**Work required**
Repeat the stretch of entries below from the line with "Target: bird's eye" through the line with "Target: car roof". Include both ends and add nothing.

**Provided information**

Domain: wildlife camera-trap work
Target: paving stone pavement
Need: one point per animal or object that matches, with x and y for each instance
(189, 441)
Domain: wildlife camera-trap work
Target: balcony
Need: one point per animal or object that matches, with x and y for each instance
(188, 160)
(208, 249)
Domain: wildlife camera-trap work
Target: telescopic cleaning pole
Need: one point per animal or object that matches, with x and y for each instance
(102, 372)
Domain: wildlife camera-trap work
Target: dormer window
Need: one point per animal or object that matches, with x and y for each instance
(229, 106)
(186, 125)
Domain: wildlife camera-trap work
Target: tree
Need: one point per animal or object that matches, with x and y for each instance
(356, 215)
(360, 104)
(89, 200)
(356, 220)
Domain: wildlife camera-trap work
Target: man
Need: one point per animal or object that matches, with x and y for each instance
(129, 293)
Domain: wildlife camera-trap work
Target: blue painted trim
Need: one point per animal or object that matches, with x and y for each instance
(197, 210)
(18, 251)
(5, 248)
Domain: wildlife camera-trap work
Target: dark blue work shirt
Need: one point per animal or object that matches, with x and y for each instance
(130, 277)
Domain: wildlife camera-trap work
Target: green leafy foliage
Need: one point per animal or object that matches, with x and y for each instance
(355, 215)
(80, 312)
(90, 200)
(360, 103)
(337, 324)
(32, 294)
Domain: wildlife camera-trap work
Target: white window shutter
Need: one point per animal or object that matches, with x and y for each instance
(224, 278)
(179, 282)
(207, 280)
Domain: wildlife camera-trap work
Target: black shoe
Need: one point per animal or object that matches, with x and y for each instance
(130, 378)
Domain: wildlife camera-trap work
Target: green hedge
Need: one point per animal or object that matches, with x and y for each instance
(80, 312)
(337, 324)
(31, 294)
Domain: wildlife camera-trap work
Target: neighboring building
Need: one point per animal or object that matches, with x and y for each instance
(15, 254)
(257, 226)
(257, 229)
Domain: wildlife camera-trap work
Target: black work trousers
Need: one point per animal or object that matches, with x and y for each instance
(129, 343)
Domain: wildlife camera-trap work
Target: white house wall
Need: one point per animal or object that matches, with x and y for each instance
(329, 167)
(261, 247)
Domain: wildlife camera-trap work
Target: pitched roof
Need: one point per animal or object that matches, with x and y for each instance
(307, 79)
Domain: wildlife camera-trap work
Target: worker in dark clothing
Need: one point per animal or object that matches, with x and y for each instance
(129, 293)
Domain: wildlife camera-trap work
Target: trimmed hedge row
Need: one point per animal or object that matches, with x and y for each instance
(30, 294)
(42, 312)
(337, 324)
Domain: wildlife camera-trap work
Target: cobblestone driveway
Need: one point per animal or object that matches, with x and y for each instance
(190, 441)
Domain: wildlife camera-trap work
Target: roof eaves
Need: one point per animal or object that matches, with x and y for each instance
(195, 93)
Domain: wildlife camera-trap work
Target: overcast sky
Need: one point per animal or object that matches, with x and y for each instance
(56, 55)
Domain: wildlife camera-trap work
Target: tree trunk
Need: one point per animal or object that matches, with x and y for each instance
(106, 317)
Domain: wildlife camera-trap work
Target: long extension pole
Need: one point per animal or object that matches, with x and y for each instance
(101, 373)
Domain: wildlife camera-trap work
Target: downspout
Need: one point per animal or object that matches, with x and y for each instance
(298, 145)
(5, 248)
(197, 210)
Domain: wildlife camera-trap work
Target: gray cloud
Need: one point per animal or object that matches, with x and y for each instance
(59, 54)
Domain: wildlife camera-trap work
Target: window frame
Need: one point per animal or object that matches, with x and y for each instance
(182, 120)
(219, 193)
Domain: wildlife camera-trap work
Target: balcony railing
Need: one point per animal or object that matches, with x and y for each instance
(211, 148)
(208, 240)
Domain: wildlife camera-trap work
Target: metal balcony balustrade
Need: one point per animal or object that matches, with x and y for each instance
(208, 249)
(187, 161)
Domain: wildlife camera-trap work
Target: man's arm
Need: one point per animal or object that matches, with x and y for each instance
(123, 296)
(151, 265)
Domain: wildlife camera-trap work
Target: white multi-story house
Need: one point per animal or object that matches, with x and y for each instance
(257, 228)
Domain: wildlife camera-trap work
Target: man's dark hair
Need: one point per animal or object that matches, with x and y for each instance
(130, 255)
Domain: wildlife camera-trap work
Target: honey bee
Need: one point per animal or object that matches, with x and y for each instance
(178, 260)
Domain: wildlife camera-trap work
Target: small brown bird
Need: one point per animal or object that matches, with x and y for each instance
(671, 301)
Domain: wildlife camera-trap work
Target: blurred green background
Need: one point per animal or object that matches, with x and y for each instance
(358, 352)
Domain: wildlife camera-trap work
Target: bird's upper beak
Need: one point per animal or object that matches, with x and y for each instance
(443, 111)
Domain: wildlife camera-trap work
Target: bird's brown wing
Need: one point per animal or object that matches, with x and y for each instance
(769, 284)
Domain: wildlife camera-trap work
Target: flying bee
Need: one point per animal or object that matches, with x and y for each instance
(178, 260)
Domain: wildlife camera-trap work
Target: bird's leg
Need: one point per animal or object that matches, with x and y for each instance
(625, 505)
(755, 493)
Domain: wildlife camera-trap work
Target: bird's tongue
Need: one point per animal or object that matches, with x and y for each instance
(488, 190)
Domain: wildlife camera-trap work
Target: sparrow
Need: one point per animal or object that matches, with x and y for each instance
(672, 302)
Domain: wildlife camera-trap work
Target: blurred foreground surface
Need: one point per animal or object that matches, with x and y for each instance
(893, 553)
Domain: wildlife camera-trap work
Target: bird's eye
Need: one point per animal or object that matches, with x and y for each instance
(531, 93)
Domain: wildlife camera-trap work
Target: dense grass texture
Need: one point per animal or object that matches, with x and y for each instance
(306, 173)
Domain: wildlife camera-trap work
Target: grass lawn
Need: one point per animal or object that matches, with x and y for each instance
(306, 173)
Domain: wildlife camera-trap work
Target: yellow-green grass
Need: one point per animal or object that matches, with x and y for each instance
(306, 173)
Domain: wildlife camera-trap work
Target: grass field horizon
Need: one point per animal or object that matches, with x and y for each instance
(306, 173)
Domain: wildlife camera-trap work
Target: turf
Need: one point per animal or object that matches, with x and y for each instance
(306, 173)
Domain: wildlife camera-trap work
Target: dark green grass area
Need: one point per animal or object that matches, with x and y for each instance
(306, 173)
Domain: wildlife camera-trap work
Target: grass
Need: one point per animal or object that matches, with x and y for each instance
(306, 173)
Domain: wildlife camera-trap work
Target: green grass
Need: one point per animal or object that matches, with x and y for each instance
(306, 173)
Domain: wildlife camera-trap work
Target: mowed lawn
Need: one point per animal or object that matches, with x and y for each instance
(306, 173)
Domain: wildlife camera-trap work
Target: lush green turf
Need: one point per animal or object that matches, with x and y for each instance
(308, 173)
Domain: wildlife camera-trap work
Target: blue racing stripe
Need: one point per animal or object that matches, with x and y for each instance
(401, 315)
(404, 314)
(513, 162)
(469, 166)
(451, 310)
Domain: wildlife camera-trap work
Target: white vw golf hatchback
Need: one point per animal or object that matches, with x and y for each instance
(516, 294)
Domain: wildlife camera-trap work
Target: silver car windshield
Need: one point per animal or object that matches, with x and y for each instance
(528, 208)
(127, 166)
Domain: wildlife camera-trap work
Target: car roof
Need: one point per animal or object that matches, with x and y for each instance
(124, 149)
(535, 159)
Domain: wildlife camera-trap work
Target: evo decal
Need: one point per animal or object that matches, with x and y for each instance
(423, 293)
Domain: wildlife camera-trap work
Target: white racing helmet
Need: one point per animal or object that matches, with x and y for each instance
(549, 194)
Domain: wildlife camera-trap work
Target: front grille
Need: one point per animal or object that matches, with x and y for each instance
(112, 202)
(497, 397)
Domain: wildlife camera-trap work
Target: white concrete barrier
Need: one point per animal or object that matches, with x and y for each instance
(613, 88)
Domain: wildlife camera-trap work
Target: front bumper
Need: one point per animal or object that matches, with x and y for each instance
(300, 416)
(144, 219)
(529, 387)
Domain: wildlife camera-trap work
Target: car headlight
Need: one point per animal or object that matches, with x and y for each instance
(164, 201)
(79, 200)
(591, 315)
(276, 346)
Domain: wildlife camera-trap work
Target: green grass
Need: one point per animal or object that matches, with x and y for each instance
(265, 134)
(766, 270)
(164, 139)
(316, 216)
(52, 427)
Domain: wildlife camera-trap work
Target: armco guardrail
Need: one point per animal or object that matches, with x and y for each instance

**Solution below**
Target: bird's eye
Need: one point per animal or object that matches, with x and y for each instance
(531, 93)
Domain: wildlife camera-trap work
Target: dense grass texture
Need: one point per animal or object that matches, with x and y for each instance
(306, 173)
Domain: wildlife camera-trap work
Target: grass lawn
Need: one point per animal or object that matches, with x and y for each instance
(306, 173)
Domain: wildlife camera-trap work
Target: yellow-green grass
Need: one point per animal or object that matches, with x and y for each instance
(306, 173)
Domain: wildlife camera-trap work
Target: grass field horizon
Need: one point per animal or object that matches, with x and y for each instance
(306, 173)
Domain: wildlife camera-trap work
Target: turf
Need: one point per animal or object that matches, with x and y for each instance
(306, 173)
Domain: wildlife camera-trap work
Target: dark green grass area
Need: one point per animal or object that matches, with x and y for each instance
(306, 173)
Domain: wildlife camera-trap work
Target: grass
Need: one point per animal or object that matches, with x and y for each instance
(306, 173)
Domain: wildlife camera-trap work
Target: green grass
Need: one point per animal or object that matches, with x and y for each instance
(306, 173)
Domain: wildlife camera-trap work
Target: mowed lawn
Need: one point per animal or object that matches, with x and y for each instance
(306, 173)
Domain: wildlife camera-trap work
Target: lush green turf
Need: one point per animal or object that matches, with x and y for each instance
(308, 173)
Domain: wildlife camera-trap work
Target: blue racing stripe
Need: one point per animal or object that matches, with x and y for each instance
(401, 315)
(404, 314)
(513, 162)
(469, 166)
(451, 310)
Domain: wildlife camera-trap work
Target: white vw golf hatchback
Need: one point per animal or object that matches, with x and y for each instance
(516, 294)
Domain: wildlife camera-trap work
Target: silver car windshield
Need: one point per animal or object that matches, with x and y for each instance
(528, 208)
(127, 166)
Domain: wildlife camera-trap work
Target: car roof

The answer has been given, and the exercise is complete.